═════ Excerpt to read

Curb appeal: how to freshen up a stale landscape

4/16/2011
BY KELLY HEIDBREDER
BLADE COLUMNIST
This diagram is a landscape design for a front yard by
Staci Stasiak, an Owens Community College student.
This diagram is a landscape design for a front yard by Staci Stasiak, an Owens Community College student.

I heard it and I felt it too! The calendar says spring has been in town for the past three weeks, but it didn’t feel like it until Sunday. The 80 degree weather might have inspired the gardener inside you to come out of dormancy.

To give you some landscape ideas to dream about, I called on Owens Community College Landscape Design students. If you need some curb appeal, Staci Stasiak has some ways to freshen up your front yard.

══════════
═════ Available data

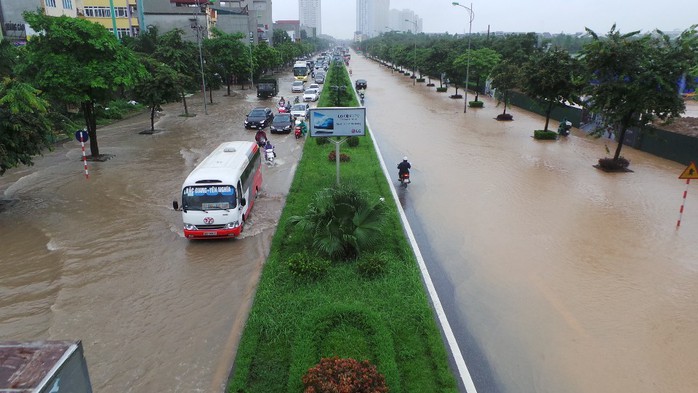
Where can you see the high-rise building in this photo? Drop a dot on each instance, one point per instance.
(310, 15)
(371, 17)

══════════

▶ Task requirements
(A) Decide whether each statement agrees with the curb appeal column, answering yes or no and quoting the words of the column that settle it: (i) The diagram shows a design for a backyard. (ii) Spring weather had been felt for the whole three weeks since the calendar said spring arrived. (iii) Staci Stasiak is a student at Owens Community College.
(B) List every date, day name, season name, and length of time that appears in the curb appeal column.
The data come from a source other than the curb appeal column.

▶ Correct answers
(A)
(i) No: "a landscape design for a front yard"
(ii) No: "it didn’t feel like it until Sunday"
(iii) Yes: "Staci Stasiak, an Owens Community College student"

(B)
4/16/2011
spring
the past three weeks
Sunday